Given request: Could you reproduce word for word the part of the items below that opens with the line containing "boy in this" and runs through the end of the items?

Rows:
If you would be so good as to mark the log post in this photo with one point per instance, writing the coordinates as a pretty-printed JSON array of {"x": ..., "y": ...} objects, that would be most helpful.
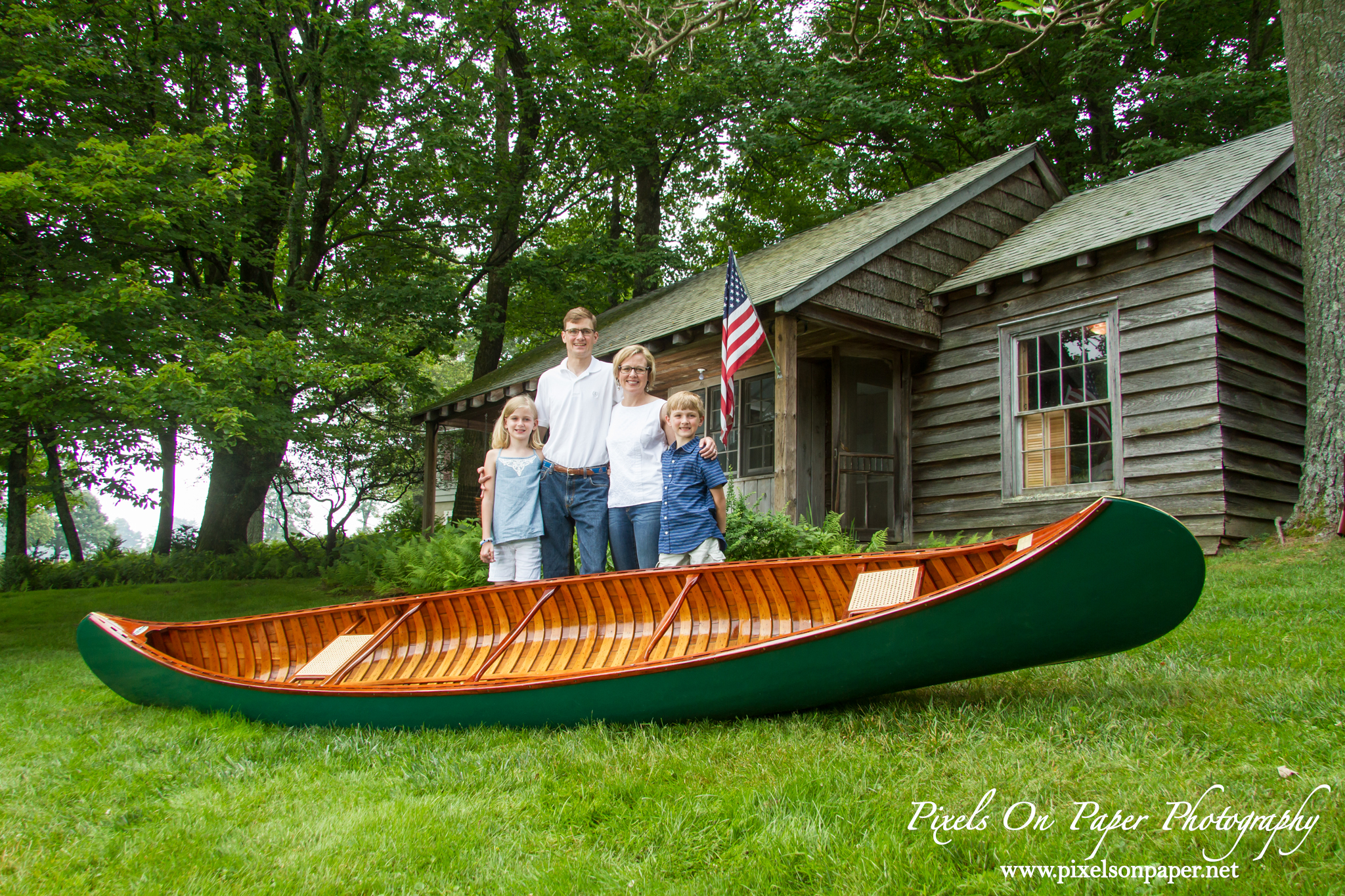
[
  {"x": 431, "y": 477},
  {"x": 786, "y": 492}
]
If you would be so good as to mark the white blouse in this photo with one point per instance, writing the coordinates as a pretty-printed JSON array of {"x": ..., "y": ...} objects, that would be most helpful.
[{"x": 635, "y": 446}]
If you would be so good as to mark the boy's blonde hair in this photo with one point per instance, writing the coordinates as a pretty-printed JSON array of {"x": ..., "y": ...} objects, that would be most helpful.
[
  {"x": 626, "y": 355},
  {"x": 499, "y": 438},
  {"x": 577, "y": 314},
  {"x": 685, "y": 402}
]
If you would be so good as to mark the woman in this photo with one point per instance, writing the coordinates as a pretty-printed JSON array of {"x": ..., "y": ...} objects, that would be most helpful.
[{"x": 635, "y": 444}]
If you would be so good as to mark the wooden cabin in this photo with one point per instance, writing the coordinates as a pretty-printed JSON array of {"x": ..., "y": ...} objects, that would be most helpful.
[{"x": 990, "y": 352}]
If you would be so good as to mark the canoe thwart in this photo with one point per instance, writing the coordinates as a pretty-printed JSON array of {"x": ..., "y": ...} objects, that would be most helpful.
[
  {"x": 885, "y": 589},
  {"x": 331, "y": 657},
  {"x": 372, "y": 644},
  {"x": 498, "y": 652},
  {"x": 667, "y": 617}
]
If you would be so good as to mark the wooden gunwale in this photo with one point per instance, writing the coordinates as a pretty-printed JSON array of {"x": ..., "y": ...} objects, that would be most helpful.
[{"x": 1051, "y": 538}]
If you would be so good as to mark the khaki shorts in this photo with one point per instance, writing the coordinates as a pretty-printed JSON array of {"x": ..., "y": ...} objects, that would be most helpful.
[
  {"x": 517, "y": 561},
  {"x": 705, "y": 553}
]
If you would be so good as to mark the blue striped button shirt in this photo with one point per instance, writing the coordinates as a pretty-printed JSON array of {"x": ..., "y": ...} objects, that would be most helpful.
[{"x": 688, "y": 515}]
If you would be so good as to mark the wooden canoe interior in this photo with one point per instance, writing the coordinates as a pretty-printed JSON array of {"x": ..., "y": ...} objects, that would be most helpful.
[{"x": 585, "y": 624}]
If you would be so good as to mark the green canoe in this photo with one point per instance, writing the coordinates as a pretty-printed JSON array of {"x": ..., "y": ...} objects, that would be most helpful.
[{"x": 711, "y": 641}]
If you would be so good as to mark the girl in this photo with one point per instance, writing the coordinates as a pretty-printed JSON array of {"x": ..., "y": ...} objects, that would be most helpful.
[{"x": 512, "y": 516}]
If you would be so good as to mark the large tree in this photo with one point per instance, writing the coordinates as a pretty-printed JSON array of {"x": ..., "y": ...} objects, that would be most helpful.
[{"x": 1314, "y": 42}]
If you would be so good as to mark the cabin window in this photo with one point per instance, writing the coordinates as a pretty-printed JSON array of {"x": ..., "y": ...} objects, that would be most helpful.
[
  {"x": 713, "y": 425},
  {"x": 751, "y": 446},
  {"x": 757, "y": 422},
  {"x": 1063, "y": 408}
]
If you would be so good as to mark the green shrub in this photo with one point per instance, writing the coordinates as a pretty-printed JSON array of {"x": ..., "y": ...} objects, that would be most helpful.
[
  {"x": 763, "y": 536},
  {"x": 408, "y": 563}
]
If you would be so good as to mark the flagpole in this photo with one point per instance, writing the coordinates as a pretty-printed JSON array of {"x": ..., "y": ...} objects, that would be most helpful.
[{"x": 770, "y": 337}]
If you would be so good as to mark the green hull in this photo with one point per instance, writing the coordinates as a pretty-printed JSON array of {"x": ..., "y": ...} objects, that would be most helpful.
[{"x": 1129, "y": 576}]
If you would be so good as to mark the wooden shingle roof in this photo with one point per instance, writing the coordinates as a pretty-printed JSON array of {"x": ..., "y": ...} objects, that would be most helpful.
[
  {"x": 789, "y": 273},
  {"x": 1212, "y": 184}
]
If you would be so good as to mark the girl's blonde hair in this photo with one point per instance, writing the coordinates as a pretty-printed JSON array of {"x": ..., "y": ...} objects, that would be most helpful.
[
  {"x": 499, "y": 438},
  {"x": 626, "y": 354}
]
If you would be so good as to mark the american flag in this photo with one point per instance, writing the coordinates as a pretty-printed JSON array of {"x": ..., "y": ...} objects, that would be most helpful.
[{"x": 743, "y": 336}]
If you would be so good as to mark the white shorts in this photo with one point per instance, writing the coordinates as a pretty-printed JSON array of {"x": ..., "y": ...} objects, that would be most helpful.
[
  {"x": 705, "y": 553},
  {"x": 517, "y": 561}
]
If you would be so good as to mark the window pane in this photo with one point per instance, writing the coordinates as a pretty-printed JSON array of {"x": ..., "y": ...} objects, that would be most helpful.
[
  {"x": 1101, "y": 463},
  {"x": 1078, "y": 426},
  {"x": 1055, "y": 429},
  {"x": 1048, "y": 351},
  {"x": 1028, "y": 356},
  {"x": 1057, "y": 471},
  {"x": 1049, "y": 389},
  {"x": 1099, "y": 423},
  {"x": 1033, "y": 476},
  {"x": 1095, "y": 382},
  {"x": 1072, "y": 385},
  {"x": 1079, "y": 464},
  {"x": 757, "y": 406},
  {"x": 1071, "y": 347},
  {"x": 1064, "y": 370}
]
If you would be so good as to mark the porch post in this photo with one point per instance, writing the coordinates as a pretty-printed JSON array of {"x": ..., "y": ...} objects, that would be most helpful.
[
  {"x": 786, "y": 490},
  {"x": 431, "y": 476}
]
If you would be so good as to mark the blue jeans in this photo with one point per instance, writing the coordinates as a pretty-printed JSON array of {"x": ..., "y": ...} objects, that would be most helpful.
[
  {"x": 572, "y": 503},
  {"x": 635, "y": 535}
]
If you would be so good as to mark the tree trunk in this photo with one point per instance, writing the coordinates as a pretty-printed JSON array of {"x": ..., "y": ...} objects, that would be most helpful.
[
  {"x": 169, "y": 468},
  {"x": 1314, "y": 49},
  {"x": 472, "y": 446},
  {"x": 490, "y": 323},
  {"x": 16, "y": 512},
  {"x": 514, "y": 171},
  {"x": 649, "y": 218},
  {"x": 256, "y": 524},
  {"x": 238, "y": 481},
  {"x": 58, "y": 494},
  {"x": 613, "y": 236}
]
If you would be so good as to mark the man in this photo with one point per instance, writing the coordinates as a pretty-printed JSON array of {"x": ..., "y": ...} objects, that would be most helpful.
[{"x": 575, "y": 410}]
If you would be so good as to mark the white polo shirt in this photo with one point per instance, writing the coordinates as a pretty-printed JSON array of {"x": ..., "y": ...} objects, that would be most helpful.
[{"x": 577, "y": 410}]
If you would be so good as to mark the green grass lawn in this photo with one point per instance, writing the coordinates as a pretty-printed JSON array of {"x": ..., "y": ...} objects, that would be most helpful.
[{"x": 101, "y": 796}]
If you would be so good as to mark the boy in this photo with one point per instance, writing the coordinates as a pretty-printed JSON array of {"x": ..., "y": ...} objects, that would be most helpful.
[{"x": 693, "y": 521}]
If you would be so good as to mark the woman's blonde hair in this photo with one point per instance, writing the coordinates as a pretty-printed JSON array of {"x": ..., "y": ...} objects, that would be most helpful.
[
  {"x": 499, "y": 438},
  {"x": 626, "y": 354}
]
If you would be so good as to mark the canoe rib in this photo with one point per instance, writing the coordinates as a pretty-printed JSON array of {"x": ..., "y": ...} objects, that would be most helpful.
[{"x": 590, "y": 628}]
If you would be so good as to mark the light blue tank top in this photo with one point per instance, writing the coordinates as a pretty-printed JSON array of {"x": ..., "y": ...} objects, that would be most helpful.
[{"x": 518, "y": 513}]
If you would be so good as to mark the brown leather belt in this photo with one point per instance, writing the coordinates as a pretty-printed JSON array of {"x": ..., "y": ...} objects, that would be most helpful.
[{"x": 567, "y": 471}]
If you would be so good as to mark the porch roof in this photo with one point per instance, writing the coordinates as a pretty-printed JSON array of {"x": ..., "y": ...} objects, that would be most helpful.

Task output:
If you would be so good as to mark the boy in this photo with one point per instance, writing the coordinates as a pretty-printed JSON array of {"x": ..., "y": ...} objects, that would be most helpful.
[{"x": 693, "y": 521}]
If you would be so good as to mark the woman's blonde hair in this photo with one point per instance, writing the coordinates as a pretty-printed JSON array of {"x": ..., "y": ...} objects, that would be most helpful.
[
  {"x": 499, "y": 438},
  {"x": 626, "y": 354}
]
If you would be so good as to mark the canoe rib in this photo with one point per instance, writing the coordinates as a pretty-printed JSON array of {"x": ..., "y": ...} objects, that would be most helpful.
[{"x": 590, "y": 628}]
If you would be so good as to mark the light blue tank top in this photo with one point per instance, writing the coordinates as a pretty-printed JSON array of {"x": ..., "y": ...} objects, that would be most helpful.
[{"x": 518, "y": 513}]
If you would be so good as to mark the brown leather belt in this photo with one point per instance, writing the coordinates as a pretty-printed JSON array of {"x": ..., "y": ...} objects, that would be most helpful.
[{"x": 567, "y": 471}]
If you would be so good as to mark the porch roof in this photo with one point per instance, writing the coordinates as a pretty-printed JSON array of {"x": ..., "y": ...} objects, that would be most helpful.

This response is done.